- [Data rows]
--

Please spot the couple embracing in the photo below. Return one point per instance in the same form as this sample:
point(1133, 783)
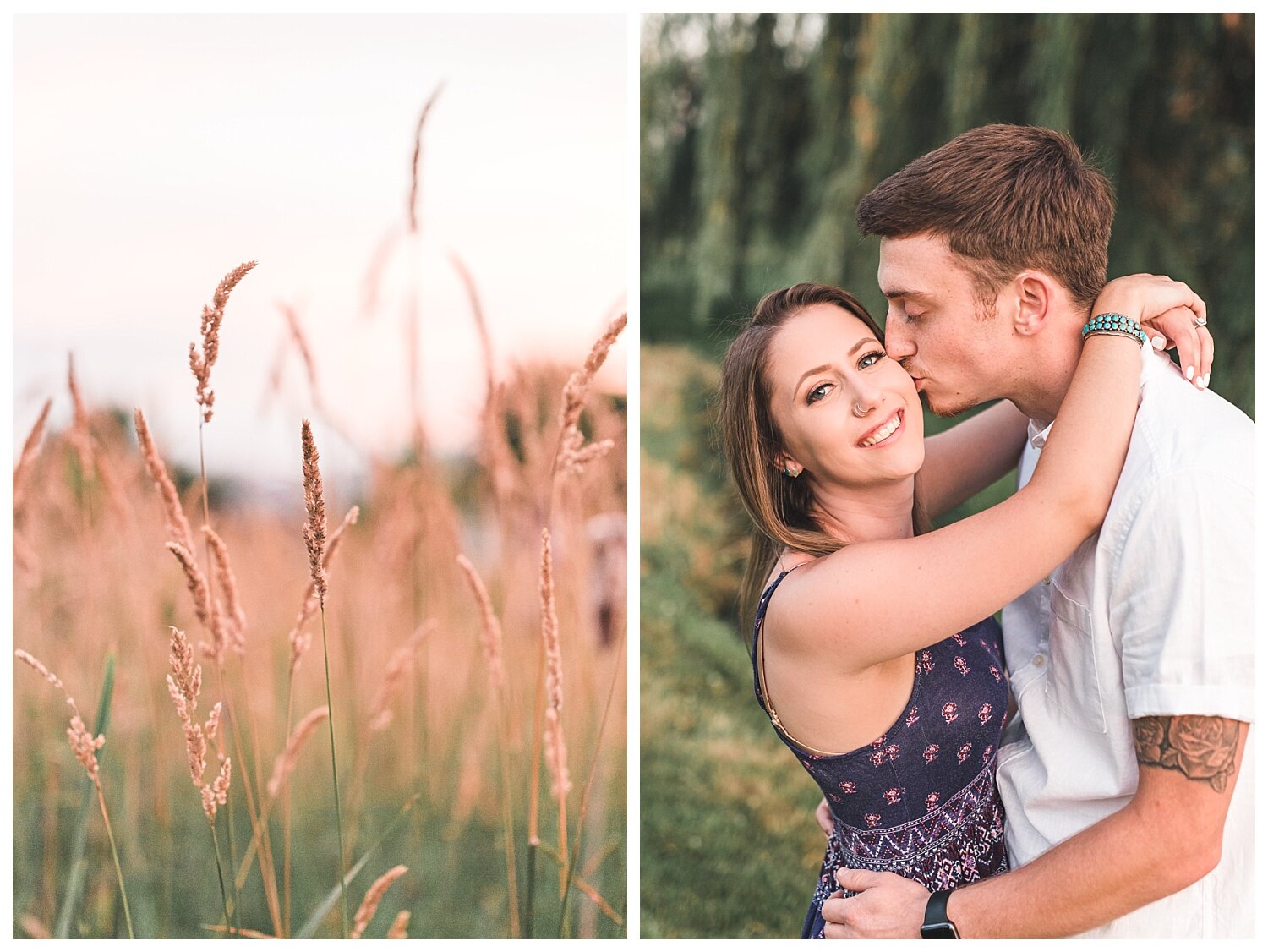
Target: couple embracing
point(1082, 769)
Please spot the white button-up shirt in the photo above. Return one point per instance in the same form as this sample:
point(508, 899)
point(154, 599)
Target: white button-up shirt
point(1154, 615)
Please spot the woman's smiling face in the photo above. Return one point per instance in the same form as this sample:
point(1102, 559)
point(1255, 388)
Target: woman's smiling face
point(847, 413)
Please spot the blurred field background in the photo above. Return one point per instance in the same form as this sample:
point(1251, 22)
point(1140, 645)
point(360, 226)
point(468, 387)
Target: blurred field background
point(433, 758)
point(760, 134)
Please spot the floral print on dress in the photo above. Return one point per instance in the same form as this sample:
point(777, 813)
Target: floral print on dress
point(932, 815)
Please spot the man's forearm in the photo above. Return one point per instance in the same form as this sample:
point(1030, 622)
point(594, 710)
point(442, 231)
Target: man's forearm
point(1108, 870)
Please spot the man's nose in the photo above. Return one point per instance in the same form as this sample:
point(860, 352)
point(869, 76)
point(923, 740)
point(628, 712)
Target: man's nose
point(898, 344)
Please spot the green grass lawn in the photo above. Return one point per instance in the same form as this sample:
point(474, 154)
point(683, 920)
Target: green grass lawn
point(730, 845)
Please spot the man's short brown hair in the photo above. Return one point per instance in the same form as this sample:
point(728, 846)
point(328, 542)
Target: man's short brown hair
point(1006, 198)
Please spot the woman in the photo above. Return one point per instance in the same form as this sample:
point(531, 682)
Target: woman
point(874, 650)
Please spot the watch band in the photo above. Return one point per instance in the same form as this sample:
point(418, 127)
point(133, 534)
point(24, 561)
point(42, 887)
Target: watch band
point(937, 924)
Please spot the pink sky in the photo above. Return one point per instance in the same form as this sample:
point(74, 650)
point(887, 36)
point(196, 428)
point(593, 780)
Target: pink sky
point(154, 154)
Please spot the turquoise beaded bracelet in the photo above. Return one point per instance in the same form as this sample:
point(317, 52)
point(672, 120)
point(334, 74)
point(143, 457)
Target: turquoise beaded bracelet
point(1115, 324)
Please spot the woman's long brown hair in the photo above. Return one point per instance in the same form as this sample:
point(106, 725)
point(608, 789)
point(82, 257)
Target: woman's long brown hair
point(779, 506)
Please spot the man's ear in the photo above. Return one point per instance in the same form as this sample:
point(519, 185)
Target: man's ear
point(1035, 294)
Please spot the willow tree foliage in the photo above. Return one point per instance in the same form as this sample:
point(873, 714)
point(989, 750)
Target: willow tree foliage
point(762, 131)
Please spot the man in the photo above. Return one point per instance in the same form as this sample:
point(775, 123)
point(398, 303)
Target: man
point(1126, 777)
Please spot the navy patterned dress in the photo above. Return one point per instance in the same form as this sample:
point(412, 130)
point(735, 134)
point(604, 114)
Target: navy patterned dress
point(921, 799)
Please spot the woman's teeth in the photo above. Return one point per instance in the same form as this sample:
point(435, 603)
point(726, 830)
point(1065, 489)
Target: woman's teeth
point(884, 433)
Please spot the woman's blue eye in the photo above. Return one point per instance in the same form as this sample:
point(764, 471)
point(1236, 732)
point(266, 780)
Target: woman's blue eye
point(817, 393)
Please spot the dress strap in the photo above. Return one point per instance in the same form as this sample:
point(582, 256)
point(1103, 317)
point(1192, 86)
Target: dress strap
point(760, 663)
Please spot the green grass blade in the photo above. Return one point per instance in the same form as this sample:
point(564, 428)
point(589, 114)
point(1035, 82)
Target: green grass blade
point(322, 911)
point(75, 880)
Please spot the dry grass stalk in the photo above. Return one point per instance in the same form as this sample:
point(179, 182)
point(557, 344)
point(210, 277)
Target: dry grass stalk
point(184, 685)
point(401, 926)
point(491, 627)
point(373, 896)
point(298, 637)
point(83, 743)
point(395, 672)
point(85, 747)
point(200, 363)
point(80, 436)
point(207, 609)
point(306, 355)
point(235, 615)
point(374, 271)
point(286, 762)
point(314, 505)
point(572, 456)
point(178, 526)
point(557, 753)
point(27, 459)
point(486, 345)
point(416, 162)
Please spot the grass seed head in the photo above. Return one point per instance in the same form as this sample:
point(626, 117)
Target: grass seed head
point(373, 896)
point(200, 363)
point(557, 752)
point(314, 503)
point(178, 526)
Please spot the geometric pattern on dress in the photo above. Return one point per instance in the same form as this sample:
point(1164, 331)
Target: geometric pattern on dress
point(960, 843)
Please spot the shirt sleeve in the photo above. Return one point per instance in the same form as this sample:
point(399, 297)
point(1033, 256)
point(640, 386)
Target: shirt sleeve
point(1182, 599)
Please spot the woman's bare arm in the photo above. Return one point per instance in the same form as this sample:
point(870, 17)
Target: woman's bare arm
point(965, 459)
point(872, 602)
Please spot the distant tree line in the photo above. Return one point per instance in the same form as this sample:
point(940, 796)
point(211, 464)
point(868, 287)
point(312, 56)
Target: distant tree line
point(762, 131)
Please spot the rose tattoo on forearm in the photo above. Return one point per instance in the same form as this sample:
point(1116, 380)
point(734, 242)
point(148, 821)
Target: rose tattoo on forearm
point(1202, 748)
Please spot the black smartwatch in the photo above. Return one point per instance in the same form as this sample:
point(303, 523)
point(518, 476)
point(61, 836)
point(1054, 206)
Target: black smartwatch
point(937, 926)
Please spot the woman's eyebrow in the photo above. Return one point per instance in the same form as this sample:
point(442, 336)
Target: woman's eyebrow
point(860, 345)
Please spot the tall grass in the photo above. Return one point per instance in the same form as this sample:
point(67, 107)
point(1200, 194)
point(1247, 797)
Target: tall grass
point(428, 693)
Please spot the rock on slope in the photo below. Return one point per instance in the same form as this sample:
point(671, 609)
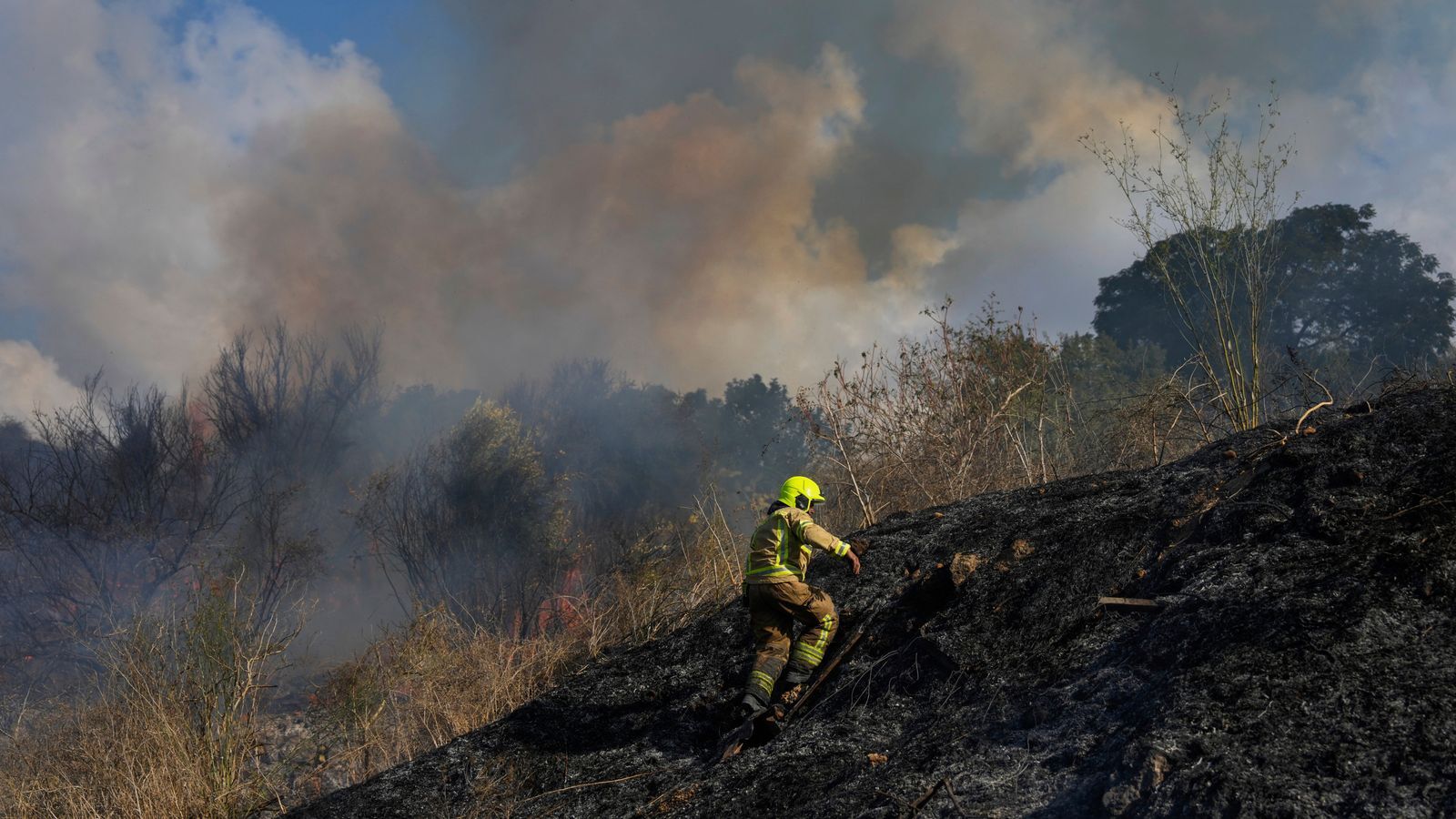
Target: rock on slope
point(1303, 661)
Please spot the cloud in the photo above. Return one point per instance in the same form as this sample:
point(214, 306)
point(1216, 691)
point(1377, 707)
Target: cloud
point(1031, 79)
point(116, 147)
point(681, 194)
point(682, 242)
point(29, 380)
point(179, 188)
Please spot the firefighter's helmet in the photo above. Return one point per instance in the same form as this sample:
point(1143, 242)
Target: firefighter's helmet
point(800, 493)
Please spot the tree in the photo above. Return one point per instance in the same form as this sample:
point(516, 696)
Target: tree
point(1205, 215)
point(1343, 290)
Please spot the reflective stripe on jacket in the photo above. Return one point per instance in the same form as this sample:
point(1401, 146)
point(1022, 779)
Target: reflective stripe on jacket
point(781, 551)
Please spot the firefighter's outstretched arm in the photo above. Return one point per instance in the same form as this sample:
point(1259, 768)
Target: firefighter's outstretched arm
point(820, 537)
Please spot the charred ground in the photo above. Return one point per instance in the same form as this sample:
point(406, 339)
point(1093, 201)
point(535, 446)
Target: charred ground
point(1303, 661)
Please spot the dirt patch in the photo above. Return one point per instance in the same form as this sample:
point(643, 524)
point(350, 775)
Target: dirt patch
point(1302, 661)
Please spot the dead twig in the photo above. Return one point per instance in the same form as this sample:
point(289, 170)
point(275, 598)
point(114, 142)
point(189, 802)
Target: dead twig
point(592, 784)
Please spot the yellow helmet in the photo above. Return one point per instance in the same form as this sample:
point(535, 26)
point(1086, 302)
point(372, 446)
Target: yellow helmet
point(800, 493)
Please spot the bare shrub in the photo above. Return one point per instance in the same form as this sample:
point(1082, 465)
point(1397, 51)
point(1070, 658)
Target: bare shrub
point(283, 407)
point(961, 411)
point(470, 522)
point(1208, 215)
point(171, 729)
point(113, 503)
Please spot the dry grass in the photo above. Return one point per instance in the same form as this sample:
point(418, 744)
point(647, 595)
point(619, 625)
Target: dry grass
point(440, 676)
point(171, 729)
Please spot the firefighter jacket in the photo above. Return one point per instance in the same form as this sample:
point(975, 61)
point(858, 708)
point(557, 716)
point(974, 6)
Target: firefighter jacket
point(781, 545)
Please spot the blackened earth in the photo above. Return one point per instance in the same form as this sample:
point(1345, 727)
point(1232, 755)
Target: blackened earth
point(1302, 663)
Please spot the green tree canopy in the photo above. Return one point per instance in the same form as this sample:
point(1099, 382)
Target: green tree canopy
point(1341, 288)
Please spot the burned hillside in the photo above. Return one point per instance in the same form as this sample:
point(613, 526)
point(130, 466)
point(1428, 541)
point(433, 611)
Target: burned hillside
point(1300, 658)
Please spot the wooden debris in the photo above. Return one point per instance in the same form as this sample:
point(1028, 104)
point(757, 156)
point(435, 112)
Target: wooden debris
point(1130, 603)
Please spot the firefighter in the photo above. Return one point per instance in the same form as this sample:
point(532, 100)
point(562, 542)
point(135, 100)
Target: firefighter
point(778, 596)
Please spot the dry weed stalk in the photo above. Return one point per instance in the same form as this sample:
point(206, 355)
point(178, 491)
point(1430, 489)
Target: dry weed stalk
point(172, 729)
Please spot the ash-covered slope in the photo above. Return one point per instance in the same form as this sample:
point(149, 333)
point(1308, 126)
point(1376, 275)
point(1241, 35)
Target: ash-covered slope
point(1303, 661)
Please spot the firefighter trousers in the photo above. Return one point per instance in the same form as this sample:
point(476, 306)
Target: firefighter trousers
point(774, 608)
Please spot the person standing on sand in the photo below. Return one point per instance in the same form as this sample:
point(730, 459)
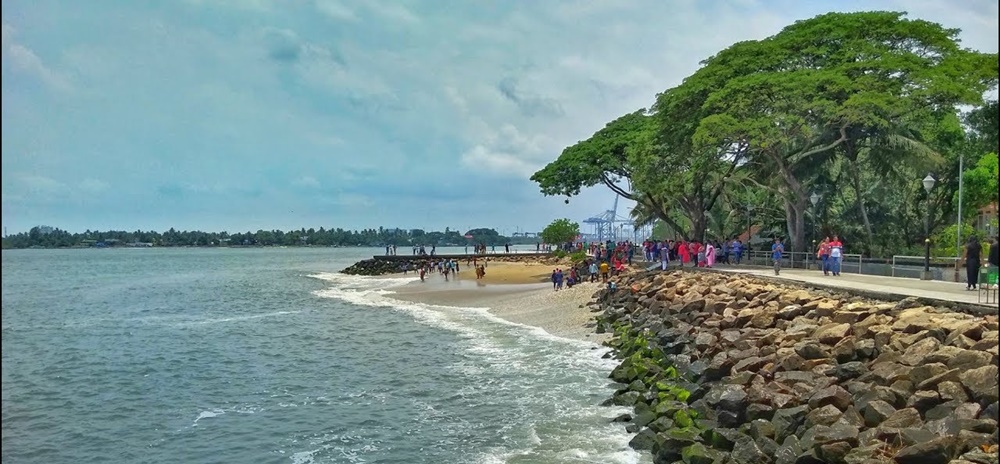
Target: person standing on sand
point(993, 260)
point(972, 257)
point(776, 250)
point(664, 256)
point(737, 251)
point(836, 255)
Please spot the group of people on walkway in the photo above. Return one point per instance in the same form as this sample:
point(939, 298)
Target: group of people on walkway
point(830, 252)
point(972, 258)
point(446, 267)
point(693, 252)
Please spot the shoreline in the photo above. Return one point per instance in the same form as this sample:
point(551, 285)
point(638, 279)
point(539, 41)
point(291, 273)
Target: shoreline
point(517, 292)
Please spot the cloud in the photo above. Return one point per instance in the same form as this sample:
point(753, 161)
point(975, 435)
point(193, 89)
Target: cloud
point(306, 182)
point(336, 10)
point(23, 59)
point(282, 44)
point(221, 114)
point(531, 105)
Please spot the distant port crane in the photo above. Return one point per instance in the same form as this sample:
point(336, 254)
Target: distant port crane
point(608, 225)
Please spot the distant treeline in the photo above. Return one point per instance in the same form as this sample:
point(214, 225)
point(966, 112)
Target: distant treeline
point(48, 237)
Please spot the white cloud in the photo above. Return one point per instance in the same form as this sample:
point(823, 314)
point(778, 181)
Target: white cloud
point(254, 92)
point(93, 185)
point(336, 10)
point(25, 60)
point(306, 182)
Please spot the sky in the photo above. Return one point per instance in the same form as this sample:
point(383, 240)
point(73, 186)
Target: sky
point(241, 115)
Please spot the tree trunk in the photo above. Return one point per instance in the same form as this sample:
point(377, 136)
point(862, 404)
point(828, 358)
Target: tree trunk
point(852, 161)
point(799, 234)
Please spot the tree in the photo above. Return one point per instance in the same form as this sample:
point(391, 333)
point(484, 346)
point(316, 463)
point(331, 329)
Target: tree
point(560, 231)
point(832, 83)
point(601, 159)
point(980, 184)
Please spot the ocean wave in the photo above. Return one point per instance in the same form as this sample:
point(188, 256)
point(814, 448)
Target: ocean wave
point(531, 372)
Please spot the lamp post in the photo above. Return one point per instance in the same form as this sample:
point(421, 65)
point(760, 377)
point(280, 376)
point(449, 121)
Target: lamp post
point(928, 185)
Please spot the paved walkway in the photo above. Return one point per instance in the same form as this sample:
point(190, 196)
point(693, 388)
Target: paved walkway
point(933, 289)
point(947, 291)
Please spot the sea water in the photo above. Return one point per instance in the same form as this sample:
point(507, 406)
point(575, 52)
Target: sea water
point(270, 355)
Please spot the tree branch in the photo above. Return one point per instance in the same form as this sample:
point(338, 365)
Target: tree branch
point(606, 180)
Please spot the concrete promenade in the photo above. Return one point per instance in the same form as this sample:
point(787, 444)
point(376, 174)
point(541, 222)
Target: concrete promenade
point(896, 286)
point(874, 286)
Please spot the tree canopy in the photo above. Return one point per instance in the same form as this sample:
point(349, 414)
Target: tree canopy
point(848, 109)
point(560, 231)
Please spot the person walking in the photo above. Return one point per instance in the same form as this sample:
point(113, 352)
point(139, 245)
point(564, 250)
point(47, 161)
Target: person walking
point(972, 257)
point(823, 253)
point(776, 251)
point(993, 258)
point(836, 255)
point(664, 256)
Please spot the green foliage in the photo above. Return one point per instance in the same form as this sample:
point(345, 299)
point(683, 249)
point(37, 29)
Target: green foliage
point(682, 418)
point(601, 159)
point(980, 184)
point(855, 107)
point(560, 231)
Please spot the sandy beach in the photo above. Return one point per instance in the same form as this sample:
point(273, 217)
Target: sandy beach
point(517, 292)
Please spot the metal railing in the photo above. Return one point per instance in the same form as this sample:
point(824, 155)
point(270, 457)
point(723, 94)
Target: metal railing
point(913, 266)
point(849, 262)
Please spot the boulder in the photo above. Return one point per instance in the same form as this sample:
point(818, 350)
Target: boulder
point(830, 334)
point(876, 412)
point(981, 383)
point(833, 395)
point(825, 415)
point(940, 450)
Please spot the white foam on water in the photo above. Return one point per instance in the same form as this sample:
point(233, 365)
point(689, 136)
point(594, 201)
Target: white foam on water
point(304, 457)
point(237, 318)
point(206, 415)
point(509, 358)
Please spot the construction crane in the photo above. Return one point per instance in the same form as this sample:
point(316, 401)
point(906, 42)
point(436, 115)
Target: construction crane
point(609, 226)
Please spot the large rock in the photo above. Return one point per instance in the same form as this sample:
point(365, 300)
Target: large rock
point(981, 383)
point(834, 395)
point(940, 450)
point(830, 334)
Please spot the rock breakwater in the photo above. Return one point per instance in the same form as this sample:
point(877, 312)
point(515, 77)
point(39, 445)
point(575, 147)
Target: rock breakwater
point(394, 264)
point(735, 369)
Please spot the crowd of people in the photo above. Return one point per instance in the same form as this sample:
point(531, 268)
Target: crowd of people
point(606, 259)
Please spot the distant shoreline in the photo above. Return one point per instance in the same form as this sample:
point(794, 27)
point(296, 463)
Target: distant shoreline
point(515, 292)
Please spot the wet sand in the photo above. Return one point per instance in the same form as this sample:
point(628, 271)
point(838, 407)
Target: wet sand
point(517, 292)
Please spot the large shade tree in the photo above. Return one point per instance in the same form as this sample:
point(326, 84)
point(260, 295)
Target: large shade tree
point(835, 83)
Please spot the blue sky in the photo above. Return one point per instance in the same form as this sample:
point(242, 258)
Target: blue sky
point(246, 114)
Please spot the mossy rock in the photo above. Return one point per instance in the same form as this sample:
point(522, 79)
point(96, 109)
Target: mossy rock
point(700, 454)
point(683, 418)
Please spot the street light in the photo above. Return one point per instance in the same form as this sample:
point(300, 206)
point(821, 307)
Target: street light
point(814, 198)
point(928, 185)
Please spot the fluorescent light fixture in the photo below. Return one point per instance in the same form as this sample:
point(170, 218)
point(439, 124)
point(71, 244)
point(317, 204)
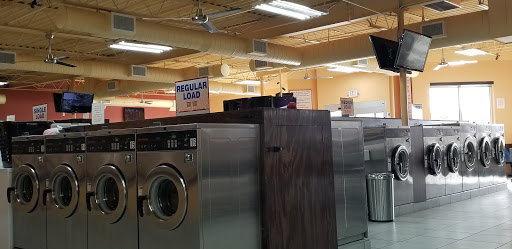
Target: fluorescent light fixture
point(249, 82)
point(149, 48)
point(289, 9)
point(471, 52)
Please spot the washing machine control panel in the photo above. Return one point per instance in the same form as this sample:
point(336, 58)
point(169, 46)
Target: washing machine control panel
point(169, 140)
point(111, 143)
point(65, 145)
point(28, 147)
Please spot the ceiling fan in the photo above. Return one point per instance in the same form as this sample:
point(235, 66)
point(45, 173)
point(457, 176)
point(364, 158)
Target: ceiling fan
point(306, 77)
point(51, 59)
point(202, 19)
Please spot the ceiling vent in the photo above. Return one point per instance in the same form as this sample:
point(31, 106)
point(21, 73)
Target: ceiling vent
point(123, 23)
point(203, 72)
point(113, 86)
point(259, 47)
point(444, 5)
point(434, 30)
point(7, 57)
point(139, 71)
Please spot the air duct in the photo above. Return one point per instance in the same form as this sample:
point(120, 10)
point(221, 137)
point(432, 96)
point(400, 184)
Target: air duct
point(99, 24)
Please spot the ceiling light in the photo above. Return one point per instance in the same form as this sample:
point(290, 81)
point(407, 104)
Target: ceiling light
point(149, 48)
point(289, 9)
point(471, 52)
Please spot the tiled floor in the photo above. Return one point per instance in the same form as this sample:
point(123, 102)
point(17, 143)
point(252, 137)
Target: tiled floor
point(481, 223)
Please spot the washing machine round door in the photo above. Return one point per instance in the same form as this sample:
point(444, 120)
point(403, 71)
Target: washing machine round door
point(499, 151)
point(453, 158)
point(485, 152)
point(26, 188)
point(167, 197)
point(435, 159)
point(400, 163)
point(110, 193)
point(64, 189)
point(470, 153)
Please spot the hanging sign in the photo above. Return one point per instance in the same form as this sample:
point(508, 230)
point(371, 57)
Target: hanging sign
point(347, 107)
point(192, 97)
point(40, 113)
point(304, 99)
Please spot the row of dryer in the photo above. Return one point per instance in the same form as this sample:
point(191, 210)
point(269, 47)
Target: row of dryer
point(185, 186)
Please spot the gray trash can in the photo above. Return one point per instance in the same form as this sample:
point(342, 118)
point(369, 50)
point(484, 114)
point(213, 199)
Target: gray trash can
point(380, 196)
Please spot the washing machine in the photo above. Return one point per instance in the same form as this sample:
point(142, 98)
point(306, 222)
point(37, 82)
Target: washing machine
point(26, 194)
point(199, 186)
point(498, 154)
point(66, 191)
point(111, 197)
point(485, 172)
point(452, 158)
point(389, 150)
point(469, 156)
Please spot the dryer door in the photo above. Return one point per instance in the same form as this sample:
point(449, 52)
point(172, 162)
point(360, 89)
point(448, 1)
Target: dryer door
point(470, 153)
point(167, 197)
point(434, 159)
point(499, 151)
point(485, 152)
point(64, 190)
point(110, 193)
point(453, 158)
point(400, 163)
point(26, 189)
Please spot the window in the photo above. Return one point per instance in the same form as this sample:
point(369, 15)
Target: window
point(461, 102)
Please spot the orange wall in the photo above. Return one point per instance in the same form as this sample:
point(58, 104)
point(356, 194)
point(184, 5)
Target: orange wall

--

- [Short problem]
Rewrite the data from its start through the line holding "point(1082, 769)", inclusive, swapping "couple embracing" for "embracing couple" and leaving everything else unchanged. Leave the pictures out of your answer.

- [Solution to this task]
Please spot the embracing couple in the photo below. Return one point per instance in the same form as this sample:
point(1133, 783)
Target: embracing couple
point(1082, 769)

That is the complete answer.